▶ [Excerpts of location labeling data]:
____

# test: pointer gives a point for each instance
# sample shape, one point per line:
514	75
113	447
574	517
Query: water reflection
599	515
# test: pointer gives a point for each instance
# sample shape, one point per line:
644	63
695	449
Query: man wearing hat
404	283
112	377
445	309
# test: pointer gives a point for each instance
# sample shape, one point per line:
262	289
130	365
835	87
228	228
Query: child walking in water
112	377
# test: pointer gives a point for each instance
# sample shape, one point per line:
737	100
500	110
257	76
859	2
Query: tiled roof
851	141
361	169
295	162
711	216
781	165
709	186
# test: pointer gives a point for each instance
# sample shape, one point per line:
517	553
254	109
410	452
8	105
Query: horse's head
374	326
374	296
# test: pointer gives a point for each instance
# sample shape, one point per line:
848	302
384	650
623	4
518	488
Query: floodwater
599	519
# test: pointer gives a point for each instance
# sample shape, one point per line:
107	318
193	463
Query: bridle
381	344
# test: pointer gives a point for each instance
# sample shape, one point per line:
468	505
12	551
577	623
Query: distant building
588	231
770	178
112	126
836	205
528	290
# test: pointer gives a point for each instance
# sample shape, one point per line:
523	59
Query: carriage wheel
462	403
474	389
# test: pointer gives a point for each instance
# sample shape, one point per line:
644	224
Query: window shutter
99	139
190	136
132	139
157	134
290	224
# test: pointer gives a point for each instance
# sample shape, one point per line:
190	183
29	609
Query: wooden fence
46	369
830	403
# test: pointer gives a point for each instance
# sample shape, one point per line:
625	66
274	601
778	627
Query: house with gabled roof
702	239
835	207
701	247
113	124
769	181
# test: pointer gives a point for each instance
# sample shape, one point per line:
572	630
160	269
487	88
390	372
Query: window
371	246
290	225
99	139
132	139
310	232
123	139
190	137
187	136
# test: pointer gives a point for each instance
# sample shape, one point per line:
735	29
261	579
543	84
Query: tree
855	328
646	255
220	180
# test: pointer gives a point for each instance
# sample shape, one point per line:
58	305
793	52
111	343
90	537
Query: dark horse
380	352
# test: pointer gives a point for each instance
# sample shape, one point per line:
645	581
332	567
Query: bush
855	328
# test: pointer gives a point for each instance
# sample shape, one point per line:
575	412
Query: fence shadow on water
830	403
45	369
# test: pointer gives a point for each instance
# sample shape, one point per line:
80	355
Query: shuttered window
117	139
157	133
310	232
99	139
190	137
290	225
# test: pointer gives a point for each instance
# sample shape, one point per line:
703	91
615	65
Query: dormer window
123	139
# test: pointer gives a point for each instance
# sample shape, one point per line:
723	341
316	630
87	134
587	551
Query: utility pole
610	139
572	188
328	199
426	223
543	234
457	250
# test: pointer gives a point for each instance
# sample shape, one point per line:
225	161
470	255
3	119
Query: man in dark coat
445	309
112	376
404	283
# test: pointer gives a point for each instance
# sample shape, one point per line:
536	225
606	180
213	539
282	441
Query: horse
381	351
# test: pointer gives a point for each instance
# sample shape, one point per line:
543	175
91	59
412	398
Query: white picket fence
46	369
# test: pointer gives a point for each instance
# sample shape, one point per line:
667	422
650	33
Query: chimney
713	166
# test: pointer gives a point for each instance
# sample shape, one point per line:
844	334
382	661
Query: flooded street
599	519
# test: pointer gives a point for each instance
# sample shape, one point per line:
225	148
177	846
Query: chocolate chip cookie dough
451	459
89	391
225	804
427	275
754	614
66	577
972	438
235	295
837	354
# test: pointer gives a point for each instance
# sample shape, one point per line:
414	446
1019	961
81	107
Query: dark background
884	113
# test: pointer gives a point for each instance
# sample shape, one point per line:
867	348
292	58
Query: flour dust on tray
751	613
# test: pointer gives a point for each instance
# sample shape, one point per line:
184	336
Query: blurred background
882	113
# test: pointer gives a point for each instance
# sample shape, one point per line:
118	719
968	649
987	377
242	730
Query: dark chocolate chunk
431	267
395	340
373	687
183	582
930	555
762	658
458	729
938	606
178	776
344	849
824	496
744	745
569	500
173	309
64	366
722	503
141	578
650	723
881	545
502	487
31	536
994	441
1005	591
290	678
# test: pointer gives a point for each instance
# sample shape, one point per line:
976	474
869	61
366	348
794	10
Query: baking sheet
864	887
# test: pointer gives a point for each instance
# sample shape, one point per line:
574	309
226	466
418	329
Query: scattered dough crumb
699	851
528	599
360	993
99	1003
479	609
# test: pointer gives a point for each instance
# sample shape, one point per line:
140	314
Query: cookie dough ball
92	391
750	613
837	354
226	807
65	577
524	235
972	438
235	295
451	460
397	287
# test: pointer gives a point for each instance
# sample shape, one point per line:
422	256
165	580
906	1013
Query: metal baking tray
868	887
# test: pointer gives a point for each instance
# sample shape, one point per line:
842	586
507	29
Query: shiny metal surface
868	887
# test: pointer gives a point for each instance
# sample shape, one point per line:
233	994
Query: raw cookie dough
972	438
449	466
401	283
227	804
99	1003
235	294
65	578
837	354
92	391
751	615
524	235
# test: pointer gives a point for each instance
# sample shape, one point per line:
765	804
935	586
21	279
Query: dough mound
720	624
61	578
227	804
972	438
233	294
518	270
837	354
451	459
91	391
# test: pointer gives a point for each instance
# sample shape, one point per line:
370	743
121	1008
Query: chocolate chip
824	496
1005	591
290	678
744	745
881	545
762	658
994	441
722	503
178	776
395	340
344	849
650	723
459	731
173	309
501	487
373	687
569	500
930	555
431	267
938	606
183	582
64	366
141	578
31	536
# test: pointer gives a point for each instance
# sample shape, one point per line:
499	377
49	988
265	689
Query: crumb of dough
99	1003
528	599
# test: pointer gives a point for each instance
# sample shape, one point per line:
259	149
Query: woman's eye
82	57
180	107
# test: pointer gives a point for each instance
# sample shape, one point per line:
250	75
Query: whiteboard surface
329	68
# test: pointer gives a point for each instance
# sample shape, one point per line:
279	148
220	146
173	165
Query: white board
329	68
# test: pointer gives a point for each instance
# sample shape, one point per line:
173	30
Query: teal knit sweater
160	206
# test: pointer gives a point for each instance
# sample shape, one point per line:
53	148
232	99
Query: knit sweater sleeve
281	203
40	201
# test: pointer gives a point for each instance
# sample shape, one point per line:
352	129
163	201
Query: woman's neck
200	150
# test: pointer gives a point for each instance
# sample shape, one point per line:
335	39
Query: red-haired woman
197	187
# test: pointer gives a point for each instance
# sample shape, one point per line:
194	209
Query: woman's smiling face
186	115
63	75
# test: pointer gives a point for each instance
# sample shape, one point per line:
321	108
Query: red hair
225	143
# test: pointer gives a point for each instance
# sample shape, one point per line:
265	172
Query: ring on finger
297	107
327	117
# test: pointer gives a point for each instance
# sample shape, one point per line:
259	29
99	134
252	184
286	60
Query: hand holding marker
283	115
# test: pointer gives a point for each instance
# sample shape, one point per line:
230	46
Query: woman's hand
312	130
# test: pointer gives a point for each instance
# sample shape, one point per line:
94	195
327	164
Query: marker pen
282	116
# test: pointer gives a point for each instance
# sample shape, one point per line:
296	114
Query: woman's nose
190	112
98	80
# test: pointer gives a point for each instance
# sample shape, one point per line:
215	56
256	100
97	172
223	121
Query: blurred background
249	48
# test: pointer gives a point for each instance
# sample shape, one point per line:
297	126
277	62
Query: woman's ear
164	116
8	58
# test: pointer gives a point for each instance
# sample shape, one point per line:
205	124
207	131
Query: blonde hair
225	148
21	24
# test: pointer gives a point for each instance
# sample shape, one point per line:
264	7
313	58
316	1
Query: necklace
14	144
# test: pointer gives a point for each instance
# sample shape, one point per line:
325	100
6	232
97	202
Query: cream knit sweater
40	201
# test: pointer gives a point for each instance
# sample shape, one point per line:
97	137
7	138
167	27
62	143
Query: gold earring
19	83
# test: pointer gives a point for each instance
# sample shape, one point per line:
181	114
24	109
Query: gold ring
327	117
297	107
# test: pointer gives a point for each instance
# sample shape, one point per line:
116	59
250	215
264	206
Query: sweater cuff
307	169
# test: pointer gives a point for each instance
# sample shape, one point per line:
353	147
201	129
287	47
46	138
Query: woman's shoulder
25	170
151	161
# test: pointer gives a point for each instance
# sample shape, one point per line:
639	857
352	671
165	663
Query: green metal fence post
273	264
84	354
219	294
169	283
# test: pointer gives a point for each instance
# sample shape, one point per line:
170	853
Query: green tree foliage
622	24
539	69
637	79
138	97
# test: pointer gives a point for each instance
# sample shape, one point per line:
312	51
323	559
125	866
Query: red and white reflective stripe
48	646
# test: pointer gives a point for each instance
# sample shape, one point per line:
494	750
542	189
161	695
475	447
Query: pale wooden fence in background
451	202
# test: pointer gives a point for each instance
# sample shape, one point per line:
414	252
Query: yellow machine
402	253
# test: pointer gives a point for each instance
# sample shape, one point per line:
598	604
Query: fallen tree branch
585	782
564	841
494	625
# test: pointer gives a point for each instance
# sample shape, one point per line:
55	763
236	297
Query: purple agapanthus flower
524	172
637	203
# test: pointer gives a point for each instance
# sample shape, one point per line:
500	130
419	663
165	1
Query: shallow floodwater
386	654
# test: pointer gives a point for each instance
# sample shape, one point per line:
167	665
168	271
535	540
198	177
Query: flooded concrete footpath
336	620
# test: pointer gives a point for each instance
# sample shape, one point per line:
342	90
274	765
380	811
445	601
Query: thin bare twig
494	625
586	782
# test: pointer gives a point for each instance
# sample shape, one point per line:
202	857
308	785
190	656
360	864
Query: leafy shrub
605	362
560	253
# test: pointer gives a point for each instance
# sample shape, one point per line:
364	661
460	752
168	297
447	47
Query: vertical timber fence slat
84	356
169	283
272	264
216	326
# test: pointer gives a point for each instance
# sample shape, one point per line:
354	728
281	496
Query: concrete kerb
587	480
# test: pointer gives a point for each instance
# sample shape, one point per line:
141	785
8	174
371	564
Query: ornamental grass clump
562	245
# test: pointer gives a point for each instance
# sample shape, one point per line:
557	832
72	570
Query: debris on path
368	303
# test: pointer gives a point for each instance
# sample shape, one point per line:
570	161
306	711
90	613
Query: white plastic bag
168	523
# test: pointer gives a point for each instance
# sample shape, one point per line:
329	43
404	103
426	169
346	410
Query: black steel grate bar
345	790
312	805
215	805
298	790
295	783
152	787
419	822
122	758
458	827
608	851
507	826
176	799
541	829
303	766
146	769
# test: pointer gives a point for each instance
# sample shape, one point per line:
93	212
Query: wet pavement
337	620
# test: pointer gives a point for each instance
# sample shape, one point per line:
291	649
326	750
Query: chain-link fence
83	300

____

▶ [Do this]: Collect every line in the data above that contains the string "sweater". Matching is case-sensitive.

▶ [Full output]:
Query: teal knit sweater
Query: knit sweater sleeve
Query: cream knit sweater
Query: sweater cuff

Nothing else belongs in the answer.